In 1991, Ventura had a bit part in the thriller Ricochet. The film, directed by Russell Mulcahy (best known for directing music videos and TV/cable films including the 2005 biopic 3: The Dale Earnhardt Story as well as 1986’s Highlander), stars Denzel Washington who finds himself framed for murder by a sadistic criminal (played by John Lithgow) he arrested years earlier. Ventura played Chewalski, a fellow inmate who meets his end at the hands of Lithgow’s character. In his 2006 Movie Guide, Leonard Maltin called Ricochet a “slick, well-cast, occasionally ugly urban thriller.”

That same year, Ventura was given a starring role as the title character in the B-level sci-fi film Abraxas: Guardian of the Universe. In the film, Ventura’s Abraxas is sent to earth to stop a renegade (played by Sven-Ole Thorsen of Kull The Conqueror and Gladiator) who impregnates an earthly woman in order to produce a child with the power to destroy the universe.

Said to be influenced by the Jack Kirby comic The New Gods, this Canadian-made film was directed by Damian Lee (who later directed “Rowdy” Roddy Piper in 1995’s Terminal Rush and Charles Bronson’s Death Wish V) and featured James Belushi in a small role.

In addition to working with Arnold Schwarzenneger, Ventura also worked with another action movie star in Sylvester Stallone, when he had a bit part as a Cryocon in the 1993 film Demolition Man, which also boasted a cast that included Wesley Snipes, Sandra Bullock and Denis Leary. The film, referred to as a “Frankenstein of action thrillers, since it’s stitched together out of pieces from better movies” by Peter Travers of Rolling Stone, grossed $58,000,000 US.

In 1993, Ventura had a bit part in the film Living and Working in Space: the Countdown Has Begun. An educational comedy comprised of various sketches showing what life could be like in space, Ventura was billed as “DMV Testee”. The late Pat Morita, Kathy Bates, Esai Morales and “Weird Al” Yankovic also appeared in the little-known straight-to-video film.
____________
Written task → From the passage about Ventura's film roles, extract the words starting at "In 1993, Ventura" and ending at "little-known straight-to-video film.". The lines that come next have no connection to the passage about Ventura's film roles.

Data shown →
____________
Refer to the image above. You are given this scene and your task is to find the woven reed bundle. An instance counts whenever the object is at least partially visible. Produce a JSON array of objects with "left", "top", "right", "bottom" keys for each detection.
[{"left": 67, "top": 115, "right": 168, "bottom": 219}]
____________
Answer to the problem →
In 1993, Ventura had a bit part in the film Living and Working in Space: the Countdown Has Begun. An educational comedy comprised of various sketches showing what life could be like in space, Ventura was billed as “DMV Testee”. The late Pat Morita, Kathy Bates, Esai Morales and “Weird Al” Yankovic also appeared in the little-known straight-to-video film.